CHALLENGE ::
Write the listing out again, all of it, word for word.

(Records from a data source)
★ ★ ★ ★ ★ ★ ★
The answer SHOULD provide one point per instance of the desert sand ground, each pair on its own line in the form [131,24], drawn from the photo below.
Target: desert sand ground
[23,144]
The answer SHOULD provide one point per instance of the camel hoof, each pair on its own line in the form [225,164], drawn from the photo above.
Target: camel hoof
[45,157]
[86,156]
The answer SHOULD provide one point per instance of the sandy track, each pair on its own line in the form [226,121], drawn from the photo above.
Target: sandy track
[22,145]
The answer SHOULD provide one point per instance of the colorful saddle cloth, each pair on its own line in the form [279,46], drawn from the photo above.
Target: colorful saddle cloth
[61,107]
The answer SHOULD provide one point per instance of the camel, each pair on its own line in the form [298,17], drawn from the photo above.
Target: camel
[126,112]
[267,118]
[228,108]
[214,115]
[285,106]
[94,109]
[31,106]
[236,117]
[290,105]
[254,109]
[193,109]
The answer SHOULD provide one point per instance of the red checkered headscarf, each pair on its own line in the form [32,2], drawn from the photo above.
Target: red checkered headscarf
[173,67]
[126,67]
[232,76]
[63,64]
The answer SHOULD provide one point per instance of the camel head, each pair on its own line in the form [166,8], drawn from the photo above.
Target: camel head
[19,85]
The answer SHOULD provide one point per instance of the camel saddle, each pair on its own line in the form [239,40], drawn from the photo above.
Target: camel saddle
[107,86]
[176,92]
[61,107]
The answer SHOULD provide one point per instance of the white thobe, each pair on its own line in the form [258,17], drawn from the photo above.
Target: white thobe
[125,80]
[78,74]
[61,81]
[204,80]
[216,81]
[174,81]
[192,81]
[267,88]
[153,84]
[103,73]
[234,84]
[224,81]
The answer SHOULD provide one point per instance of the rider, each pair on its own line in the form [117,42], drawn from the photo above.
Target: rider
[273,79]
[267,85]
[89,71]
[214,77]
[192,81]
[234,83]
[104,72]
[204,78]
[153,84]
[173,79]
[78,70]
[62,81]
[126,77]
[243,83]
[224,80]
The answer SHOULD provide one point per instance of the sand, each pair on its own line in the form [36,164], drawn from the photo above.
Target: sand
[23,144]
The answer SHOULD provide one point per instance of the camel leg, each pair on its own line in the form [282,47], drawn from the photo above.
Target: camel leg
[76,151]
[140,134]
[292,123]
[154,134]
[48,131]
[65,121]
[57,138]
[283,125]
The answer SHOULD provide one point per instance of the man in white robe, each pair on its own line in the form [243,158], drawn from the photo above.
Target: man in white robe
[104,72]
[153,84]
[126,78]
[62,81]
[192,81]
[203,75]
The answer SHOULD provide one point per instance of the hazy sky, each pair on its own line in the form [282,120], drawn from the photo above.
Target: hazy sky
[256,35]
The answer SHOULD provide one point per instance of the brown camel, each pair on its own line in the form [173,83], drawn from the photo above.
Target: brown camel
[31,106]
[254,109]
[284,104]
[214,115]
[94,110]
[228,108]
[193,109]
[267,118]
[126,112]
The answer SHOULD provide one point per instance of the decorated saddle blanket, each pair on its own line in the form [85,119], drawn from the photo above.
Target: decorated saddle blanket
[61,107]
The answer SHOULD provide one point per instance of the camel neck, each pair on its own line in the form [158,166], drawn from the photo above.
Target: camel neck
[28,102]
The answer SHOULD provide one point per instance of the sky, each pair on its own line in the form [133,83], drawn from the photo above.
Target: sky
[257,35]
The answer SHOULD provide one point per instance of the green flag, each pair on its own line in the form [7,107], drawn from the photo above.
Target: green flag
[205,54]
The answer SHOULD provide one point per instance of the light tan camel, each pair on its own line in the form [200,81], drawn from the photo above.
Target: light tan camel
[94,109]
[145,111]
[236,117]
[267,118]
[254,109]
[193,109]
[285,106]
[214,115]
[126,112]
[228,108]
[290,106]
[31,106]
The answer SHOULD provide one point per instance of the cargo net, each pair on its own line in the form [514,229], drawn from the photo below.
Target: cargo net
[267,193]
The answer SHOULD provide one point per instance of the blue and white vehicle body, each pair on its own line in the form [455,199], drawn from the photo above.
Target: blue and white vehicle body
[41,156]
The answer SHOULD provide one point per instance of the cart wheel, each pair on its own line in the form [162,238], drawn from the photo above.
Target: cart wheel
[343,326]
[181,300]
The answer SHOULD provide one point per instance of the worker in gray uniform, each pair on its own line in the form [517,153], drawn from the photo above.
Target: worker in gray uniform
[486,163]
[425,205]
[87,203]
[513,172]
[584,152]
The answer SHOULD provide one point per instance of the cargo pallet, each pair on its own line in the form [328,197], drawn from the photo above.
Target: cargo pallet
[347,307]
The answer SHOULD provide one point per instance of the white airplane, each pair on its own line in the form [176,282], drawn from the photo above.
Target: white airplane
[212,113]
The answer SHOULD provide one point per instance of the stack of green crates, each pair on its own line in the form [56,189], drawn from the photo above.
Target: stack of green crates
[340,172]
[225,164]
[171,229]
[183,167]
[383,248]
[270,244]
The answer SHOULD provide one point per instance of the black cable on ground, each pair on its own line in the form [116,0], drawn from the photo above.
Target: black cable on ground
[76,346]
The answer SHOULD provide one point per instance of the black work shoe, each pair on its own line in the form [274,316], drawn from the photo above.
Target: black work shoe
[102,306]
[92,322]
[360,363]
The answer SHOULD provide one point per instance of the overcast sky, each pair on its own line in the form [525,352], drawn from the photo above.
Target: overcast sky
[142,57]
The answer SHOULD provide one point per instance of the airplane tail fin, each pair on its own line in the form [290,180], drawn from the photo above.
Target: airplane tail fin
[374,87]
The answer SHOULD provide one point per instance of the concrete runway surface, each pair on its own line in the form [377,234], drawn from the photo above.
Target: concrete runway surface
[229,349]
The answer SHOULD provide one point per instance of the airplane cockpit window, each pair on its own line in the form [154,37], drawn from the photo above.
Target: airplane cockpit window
★ ★ ★ ★ ★ ★ ★
FINAL ANSWER ::
The answer SHOULD provide one point per instance of the desert sand ground, each pair on its own line in the form [131,24], drawn from the photo below.
Target: desert sand ground
[23,144]
The answer SHOULD provide one point per instance of the camel hoof, each pair on its own line in the form [225,164], drawn from the photo above.
Target: camel hoof
[45,157]
[86,156]
The answer SHOULD provide one point per instance of the sandy track, each pair on its own line in the form [226,121], drawn from the photo above.
Target: sandy track
[22,145]
The answer SHOULD provide one point per instance of the colorful saddle cloth, each pair on its own line in the form [279,46], drawn from the photo above.
Target: colorful saddle cloth
[61,107]
The answer SHOULD provide one point per instance of the camel, each pair on its own line in the form [298,17], drawn from the photo above.
Target: camel
[126,112]
[267,118]
[228,108]
[214,115]
[285,106]
[94,109]
[31,106]
[236,117]
[290,105]
[254,109]
[193,109]
The answer SHOULD provide one point per instance of the red checkered headscarf, each pair on its own line in the form [32,2], drawn from the photo above.
Target: red checkered headscarf
[173,67]
[126,67]
[232,76]
[63,64]
The answer SHOULD provide one point per instance of the camel head, each pair on its own line in the form [166,8], drawn from the photo above.
Target: camel head
[19,85]
The answer SHOULD provide one point per instance of the camel saddle, each pair on its own line in the form [239,40], drawn from the photo above.
Target: camel saddle
[107,86]
[176,92]
[61,107]
The answer SHOULD provide one point per instance of the white thobe, each pair on its own line in the form [258,17], drawn from the photo above.
Target: white thobe
[125,80]
[78,74]
[61,81]
[204,80]
[216,81]
[174,81]
[192,81]
[267,88]
[153,84]
[103,73]
[234,84]
[224,81]
The answer SHOULD provide one point per instance of the rider, each pair on its own line in the form [117,42], drawn from the photo above.
Target: rider
[273,79]
[267,85]
[89,71]
[214,77]
[192,81]
[234,83]
[104,72]
[204,78]
[153,84]
[173,79]
[78,70]
[62,81]
[126,77]
[243,83]
[224,80]
The answer SHOULD provide one point per instance of the sand, each pair on its own line in the form [36,164], drawn from the photo above.
Target: sand
[23,144]
The answer SHOULD provide one point per instance of the camel leg, each pair on its own line in the form [282,47], drawn from the photo above.
Target: camel leg
[76,151]
[140,134]
[292,123]
[154,134]
[48,131]
[65,121]
[57,138]
[283,125]
The answer SHOULD provide one point per instance of the man in white robe, each pair on its own line in the form [243,158], drawn from the photo above.
Target: man in white robe
[104,72]
[153,84]
[126,78]
[62,81]
[192,81]
[203,75]
The answer SHOULD provide one point per instance of the hazy sky, each pair on its own line in the form [282,120], drawn from the photo above.
Target: hazy sky
[256,35]
The answer SHOULD provide one point per instance of the brown camel, each pair on its own line in the form [173,83], drawn from the photo above.
Target: brown camel
[31,106]
[254,109]
[284,104]
[214,115]
[94,110]
[228,108]
[193,109]
[267,118]
[126,112]
The answer SHOULD provide one point per instance of the decorated saddle blanket, each pair on its own line in the form [85,119], drawn from the photo above.
Target: decorated saddle blanket
[61,107]
The answer SHOULD provide one point per instance of the camel neck, each pair on its own line in the form [158,166], drawn from the photo above.
Target: camel neck
[28,102]
The answer SHOULD provide one point per instance of the sky, each pair on its own line in the form [133,83], drawn from the photo above.
Target: sky
[257,35]
The answer SHOULD provide one point per instance of the green flag, each pair on its own line in the form [7,107], drawn from the photo above.
Target: green flag
[205,54]
The answer SHOULD provide one point per instance of the light tan camel, each pair on its own line in the form [200,81], drawn from the photo above.
Target: light tan camel
[94,109]
[145,111]
[236,117]
[267,118]
[254,109]
[193,109]
[285,106]
[214,115]
[126,112]
[228,108]
[290,106]
[31,106]
The answer SHOULD provide one point per instance of the cargo net, each pair on its own line in the form [514,229], drawn from the photo below.
Target: cargo net
[267,193]
The answer SHOULD provide one point per instance of the blue and white vehicle body, each pair on its own line in the form [455,199], drawn from the photo above.
Target: blue and white vehicle body
[41,156]
The answer SHOULD provide one point per instance of the cart wheel, each pair on its own line in the form [162,238], drawn from the photo above.
Target: cart wheel
[343,326]
[181,300]
The answer SHOULD provide one point per instance of the worker in gray uniform, each pair on its own line in the form [517,153], drawn from the photo above.
Target: worker in gray uniform
[486,163]
[425,205]
[87,203]
[513,172]
[584,152]
The answer SHOULD provide one point per instance of the cargo pallet, each pair on its own line in the form [328,197], drawn from the photo above.
Target: cargo pallet
[347,307]
The answer SHOULD provide one point per instance of the white airplane, each pair on its own line in the form [176,282], drawn from the photo above.
Target: white airplane
[212,113]
The answer SHOULD provide one point per instance of the stack of green crates, each pair on its own line in the form [56,189], drawn from the photo above.
Target: stack of green crates
[340,172]
[225,164]
[171,229]
[183,167]
[383,248]
[270,244]
The answer SHOULD provide one point per instance of the black cable on ground, each pair on its own line in the form [116,0], drawn from the photo above.
Target: black cable on ground
[76,346]
The answer SHOULD provide one point per instance of the black work shoe, each pair on its own line in the form [274,316], drawn from the photo above.
Target: black work shoe
[102,306]
[92,322]
[360,363]
The answer SHOULD provide one point per instance of the overcast sky, each pair on its own line in the form [525,352], drawn from the photo above.
Target: overcast sky
[142,57]
The answer SHOULD provide one point per instance of the airplane tail fin, each pair on its own line in the form [290,180], drawn from the photo above.
Target: airplane tail fin
[374,87]
The answer SHOULD provide one point per instance of the concrete runway surface, each pair on its own line in the form [377,234], drawn from the photo above.
Target: concrete runway surface
[229,349]
The answer SHOULD provide one point per instance of the airplane cockpit window, each pair on its own line in the form [154,37], drawn from the photo above.
Target: airplane cockpit window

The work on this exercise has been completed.